**WORK REQUIRED:**
Reproduce the material verbatim, starting with the line that contains "Batch processing job — object class: yellow" and continuing through the line that contains "676 242 700 285", with both of those lines included.

**RECORD EXTRACTS:**
-=-=-=-=-

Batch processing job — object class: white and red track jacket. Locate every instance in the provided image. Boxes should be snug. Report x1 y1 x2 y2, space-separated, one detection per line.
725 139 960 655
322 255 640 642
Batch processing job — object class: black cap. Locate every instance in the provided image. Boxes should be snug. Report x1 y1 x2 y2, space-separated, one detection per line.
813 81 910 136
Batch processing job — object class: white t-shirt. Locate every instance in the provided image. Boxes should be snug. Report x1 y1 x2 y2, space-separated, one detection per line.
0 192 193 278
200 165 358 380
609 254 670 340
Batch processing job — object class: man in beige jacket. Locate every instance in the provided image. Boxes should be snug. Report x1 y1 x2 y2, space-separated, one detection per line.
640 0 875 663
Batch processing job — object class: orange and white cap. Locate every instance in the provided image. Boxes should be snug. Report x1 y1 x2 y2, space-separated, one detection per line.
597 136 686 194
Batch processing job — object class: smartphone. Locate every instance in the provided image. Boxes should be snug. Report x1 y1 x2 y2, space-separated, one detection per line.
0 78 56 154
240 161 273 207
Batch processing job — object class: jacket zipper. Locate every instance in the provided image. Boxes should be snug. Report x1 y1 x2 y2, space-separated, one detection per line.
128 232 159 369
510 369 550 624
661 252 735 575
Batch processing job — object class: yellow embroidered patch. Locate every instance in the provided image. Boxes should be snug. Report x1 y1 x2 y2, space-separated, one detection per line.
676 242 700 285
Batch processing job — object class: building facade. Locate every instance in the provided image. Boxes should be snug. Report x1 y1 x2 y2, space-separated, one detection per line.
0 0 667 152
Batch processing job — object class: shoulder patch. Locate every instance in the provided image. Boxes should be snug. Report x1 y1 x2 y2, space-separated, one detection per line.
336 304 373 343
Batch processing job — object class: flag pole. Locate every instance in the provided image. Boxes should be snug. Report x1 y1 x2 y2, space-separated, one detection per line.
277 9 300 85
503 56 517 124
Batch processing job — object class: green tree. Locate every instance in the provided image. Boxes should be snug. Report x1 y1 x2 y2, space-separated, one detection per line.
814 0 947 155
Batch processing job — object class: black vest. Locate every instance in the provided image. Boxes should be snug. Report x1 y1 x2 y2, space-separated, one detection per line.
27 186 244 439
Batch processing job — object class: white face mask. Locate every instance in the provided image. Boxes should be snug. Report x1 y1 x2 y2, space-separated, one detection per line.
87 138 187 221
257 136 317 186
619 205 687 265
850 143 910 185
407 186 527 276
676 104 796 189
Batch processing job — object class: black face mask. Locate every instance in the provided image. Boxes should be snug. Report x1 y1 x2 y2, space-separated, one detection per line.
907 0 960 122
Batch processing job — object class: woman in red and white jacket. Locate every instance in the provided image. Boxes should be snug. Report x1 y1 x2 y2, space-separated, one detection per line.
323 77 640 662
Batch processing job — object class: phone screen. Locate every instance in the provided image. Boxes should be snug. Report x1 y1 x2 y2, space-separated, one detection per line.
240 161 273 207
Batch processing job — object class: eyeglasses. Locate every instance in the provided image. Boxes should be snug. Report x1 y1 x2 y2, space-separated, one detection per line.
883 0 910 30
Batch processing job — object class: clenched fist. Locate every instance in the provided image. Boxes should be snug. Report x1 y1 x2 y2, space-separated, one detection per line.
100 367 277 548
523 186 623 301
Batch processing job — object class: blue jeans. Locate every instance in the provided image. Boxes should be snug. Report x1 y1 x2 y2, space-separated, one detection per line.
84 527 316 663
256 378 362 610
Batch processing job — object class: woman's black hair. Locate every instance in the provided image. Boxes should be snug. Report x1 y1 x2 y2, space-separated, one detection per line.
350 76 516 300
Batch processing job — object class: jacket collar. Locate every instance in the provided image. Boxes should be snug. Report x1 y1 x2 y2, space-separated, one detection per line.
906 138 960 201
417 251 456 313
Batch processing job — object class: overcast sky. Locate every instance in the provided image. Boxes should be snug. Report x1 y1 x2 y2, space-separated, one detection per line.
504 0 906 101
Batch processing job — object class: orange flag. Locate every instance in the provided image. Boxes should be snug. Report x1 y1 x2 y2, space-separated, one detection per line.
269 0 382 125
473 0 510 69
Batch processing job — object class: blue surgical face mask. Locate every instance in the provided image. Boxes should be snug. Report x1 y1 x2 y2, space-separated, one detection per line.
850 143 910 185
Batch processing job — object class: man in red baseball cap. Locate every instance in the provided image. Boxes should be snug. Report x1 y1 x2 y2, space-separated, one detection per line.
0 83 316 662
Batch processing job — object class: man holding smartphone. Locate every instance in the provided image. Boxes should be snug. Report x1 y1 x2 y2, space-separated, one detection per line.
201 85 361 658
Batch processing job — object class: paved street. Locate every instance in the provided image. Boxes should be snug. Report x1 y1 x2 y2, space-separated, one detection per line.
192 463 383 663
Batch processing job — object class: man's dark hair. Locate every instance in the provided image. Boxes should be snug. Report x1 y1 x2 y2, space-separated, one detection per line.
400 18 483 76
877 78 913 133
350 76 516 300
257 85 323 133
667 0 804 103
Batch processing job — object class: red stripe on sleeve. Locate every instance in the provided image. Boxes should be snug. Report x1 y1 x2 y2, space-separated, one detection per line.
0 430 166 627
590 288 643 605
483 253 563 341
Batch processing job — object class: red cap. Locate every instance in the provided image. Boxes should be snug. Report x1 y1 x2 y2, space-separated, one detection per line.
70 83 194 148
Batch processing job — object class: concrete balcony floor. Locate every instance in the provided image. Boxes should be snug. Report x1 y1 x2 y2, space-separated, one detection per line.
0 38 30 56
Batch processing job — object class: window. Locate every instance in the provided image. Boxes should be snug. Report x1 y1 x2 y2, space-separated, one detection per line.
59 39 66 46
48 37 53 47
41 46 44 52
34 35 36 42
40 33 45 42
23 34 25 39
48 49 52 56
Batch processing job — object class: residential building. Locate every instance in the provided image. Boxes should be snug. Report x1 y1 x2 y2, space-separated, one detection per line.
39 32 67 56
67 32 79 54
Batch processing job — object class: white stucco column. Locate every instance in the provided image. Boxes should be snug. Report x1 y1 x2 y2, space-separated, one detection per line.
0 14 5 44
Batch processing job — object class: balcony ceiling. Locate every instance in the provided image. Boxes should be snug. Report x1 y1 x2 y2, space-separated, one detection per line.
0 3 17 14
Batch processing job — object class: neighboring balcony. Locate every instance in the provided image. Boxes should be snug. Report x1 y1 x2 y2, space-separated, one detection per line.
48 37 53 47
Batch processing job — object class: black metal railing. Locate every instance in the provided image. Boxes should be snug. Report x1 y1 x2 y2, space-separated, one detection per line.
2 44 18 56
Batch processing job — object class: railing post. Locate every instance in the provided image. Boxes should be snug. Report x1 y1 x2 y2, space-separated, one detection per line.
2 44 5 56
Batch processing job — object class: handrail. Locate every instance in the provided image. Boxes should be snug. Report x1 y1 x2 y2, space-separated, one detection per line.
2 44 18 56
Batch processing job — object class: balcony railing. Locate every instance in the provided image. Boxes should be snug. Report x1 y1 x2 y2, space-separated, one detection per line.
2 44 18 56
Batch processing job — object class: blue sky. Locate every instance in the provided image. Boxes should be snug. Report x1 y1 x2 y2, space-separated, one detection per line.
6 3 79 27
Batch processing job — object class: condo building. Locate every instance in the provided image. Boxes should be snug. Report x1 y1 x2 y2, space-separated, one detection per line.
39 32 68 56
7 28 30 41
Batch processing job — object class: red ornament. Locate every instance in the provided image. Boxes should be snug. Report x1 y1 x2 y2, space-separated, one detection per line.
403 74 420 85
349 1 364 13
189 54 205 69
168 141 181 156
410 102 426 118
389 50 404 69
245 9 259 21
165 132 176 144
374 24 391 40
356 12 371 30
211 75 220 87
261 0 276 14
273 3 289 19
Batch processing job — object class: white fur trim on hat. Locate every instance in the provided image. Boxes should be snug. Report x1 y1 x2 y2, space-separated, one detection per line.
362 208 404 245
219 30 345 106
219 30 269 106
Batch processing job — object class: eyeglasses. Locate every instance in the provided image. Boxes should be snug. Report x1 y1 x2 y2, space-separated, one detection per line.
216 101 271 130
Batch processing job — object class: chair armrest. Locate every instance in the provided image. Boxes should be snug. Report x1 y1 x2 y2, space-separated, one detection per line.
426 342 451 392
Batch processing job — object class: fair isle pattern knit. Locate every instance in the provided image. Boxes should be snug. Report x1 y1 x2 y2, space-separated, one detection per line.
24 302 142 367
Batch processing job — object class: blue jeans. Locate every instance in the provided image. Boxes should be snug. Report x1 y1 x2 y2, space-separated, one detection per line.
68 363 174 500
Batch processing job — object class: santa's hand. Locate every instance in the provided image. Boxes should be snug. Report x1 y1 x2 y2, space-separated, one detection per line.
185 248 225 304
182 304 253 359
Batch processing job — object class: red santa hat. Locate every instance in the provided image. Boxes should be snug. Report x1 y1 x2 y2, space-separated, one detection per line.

-=-=-=-=-

**RESPONSE TO THIS EXERCISE:**
Batch processing job — object class: yellow embroidered patch. Locate every instance in the provided image. Boxes should be snug. Report x1 y1 x2 y2, space-separated, one detection per line.
676 242 700 285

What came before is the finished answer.